PROVIDED ENTRIES: Begin
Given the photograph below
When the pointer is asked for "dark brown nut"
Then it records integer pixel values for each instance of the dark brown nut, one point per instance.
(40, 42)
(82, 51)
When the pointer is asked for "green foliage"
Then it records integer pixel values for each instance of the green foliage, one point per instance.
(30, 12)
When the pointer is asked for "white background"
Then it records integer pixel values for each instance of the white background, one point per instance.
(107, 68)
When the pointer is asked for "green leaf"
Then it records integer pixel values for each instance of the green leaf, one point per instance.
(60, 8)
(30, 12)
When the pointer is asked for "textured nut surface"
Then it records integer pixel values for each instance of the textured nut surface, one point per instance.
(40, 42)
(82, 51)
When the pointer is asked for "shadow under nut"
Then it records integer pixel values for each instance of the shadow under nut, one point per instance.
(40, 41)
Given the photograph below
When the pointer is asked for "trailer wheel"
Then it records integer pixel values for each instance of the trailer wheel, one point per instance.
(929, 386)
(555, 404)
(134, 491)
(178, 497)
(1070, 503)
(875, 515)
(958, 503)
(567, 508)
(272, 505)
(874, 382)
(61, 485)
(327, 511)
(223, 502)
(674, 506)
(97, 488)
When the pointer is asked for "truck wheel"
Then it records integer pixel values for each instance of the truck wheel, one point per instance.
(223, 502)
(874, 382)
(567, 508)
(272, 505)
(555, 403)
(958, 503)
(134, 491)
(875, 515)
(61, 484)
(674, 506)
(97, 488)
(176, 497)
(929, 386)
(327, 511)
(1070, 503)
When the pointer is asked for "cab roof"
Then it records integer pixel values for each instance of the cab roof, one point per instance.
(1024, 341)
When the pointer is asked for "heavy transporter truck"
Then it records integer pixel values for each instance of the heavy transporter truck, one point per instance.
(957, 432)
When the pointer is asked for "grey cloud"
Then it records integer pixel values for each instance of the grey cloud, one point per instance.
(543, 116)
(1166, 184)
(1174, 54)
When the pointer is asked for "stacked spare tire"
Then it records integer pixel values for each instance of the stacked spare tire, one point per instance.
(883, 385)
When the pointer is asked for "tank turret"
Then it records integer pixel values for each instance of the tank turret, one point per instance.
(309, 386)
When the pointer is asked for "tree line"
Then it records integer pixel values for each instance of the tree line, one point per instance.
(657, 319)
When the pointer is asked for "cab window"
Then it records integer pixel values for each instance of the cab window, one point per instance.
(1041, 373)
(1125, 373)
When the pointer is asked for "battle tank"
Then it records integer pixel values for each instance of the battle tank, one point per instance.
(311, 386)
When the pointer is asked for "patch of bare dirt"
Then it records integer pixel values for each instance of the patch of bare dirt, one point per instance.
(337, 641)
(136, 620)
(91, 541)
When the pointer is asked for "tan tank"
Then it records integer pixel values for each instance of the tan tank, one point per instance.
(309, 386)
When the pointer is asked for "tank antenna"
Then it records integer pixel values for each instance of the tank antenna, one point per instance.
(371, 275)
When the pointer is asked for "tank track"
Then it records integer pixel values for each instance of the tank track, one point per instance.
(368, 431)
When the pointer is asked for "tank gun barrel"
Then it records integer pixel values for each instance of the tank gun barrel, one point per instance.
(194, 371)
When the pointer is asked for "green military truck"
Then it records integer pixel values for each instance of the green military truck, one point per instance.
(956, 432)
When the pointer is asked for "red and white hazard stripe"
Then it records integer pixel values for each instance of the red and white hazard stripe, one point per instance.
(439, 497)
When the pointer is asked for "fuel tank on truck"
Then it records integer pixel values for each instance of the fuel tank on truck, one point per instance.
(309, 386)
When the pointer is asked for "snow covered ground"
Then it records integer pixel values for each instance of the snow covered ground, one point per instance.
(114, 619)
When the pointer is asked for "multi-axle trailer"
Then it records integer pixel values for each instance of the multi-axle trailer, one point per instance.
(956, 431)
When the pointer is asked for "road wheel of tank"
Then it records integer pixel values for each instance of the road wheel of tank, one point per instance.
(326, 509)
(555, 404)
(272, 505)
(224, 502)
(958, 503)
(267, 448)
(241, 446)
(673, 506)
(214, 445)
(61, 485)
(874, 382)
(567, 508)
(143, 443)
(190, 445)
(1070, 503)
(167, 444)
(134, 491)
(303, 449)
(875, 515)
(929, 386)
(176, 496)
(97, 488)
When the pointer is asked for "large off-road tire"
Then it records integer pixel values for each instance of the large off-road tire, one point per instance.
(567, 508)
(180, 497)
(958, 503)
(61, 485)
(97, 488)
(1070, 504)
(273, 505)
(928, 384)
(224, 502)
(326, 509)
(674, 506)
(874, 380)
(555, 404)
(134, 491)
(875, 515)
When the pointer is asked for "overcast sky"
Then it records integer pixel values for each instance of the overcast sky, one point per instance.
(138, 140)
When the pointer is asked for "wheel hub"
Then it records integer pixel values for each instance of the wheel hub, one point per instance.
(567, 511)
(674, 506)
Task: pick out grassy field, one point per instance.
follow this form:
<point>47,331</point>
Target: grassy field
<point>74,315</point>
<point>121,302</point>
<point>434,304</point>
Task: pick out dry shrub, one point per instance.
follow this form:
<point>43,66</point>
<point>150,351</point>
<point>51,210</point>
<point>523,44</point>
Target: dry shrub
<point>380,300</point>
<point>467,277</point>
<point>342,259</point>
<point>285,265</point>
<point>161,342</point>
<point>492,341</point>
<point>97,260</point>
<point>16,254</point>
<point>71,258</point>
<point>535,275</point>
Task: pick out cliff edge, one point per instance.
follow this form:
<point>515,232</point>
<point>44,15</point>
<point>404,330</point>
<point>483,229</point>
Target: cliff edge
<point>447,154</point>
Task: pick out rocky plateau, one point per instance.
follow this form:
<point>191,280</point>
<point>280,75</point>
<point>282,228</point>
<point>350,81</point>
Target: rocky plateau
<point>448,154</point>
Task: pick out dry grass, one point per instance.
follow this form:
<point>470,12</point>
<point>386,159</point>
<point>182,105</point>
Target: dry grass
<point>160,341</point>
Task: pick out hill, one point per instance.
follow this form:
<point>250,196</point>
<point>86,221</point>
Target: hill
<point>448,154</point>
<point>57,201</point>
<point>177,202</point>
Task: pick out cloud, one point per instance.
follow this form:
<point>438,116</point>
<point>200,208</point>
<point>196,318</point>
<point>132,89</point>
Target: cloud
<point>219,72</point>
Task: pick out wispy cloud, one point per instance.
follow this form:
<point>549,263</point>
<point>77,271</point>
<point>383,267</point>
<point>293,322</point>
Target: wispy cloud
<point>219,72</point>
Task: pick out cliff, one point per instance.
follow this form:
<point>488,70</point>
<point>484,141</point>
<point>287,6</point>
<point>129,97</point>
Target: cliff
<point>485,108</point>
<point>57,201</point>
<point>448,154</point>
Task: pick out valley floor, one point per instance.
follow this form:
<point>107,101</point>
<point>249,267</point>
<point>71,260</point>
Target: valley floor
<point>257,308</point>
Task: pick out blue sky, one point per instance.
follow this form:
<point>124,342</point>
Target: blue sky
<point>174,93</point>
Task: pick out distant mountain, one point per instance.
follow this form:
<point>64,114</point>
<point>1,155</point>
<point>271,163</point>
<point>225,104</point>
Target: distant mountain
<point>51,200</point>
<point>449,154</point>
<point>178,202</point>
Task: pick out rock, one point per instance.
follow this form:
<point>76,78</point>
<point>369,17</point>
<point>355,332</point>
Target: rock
PROVIDED ENTRIES: End
YOUR OBJECTIVE:
Take the line that contains "<point>249,267</point>" and every line after it through the end of the listing above, and repeat them exactly.

COMPLETED TASK:
<point>249,267</point>
<point>71,260</point>
Target: valley floor
<point>257,308</point>
Task: pick out blue sky, one point per instance.
follow this form:
<point>124,342</point>
Target: blue sky
<point>174,93</point>
Task: pick out distant mountain, one point per instance.
follow this form:
<point>64,114</point>
<point>1,155</point>
<point>271,163</point>
<point>225,104</point>
Target: distant mountain
<point>51,200</point>
<point>449,154</point>
<point>178,202</point>
Task: pick out rock, one point per instance.
follow this form:
<point>76,78</point>
<point>369,17</point>
<point>355,332</point>
Target: rock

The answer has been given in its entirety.